--- Try it ---
Every line that appears in the listing is to be set down verbatim.

--- Supplied records ---
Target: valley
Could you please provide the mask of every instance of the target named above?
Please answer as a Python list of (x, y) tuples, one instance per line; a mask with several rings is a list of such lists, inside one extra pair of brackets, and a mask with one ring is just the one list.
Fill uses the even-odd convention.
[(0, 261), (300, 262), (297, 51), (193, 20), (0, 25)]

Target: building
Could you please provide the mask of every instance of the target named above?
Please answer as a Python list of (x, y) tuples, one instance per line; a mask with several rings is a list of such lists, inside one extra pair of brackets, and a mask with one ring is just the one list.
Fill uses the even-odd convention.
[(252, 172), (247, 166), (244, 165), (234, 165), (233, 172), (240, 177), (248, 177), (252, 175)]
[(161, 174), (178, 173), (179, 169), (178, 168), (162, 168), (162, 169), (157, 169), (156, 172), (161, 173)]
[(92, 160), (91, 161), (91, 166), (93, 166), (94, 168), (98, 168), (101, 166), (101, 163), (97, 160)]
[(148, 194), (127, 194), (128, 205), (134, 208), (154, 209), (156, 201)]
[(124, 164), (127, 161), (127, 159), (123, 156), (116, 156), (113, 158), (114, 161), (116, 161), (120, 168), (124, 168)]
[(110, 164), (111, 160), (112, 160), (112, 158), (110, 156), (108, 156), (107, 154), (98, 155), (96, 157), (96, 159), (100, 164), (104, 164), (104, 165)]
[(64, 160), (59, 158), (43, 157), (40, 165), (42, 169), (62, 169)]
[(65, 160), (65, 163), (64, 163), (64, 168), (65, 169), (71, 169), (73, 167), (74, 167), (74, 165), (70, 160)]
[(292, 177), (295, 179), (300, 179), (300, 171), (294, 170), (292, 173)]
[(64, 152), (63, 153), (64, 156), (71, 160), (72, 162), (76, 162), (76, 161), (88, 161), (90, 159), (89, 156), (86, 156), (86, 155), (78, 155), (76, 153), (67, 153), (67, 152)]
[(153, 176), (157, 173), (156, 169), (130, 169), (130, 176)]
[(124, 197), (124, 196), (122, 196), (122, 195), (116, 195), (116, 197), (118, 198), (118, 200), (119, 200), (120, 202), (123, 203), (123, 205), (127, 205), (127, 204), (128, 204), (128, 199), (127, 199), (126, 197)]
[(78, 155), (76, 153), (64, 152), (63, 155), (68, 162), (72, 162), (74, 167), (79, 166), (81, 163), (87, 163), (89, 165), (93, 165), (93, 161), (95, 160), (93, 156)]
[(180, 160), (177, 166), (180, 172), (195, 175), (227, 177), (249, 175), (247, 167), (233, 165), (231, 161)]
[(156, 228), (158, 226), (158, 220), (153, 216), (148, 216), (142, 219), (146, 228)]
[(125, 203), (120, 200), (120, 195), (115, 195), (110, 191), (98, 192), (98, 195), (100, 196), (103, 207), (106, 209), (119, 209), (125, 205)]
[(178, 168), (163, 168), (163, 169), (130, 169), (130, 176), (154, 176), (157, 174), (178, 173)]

--- Expected output ---
Target: valley
Could you please provide the mask of every instance of the target named above?
Please answer as a Python list of (x, y) tuples, one instance per line; a mask with several rings is a list of such lists, inside one extra pair of brackets, and a mask with one ring is just the one list.
Fill uses the even-odd convention.
[(0, 261), (300, 262), (297, 51), (193, 20), (0, 25)]

Target: building
Could you please provide the mask of every instance of the target named above?
Please answer as a Python list of (x, y) tuples, one instance per line; a mask with several rings is a list of such lists, inside one extra pair of brackets, and a mask with one ring is just the one list.
Fill uses the even-odd convention.
[(252, 172), (247, 166), (244, 165), (234, 165), (233, 172), (240, 177), (248, 177), (252, 175)]
[(161, 174), (178, 173), (179, 169), (178, 168), (162, 168), (162, 169), (157, 169), (156, 172), (161, 173)]
[(92, 160), (91, 161), (91, 166), (93, 166), (94, 168), (98, 168), (101, 166), (101, 163), (97, 160)]
[(148, 194), (127, 194), (128, 205), (134, 208), (154, 209), (156, 201)]
[(124, 164), (127, 161), (127, 159), (123, 156), (116, 156), (113, 158), (114, 161), (116, 161), (120, 168), (124, 168)]
[(110, 164), (111, 160), (112, 160), (112, 158), (110, 156), (108, 156), (107, 154), (98, 155), (96, 157), (96, 159), (100, 164), (104, 164), (104, 165)]
[(64, 160), (59, 158), (43, 157), (40, 165), (42, 169), (62, 169)]
[(65, 160), (65, 163), (64, 163), (64, 168), (65, 169), (71, 169), (73, 167), (74, 167), (74, 165), (70, 160)]
[(292, 177), (295, 179), (300, 179), (300, 171), (294, 170), (292, 173)]
[(64, 152), (63, 153), (64, 156), (71, 160), (72, 162), (76, 162), (76, 161), (88, 161), (90, 159), (89, 156), (86, 156), (86, 155), (78, 155), (76, 153), (67, 153), (67, 152)]
[(153, 176), (157, 173), (156, 169), (130, 169), (130, 176)]
[(124, 197), (124, 196), (122, 196), (122, 195), (116, 195), (116, 197), (118, 198), (118, 200), (119, 200), (120, 202), (123, 203), (123, 205), (127, 205), (127, 204), (128, 204), (128, 199), (127, 199), (126, 197)]
[(78, 155), (76, 153), (64, 152), (63, 155), (68, 162), (72, 162), (74, 167), (79, 166), (81, 163), (87, 163), (89, 165), (93, 165), (93, 161), (95, 160), (93, 156)]
[(180, 160), (177, 166), (180, 172), (195, 175), (227, 177), (249, 175), (247, 167), (233, 165), (231, 161)]
[(156, 228), (158, 226), (158, 220), (153, 216), (148, 216), (142, 219), (146, 228)]
[(125, 203), (120, 200), (120, 195), (115, 195), (110, 191), (98, 192), (98, 195), (100, 196), (103, 207), (106, 209), (119, 209), (125, 205)]
[(178, 168), (163, 168), (163, 169), (130, 169), (130, 176), (154, 176), (157, 174), (178, 173)]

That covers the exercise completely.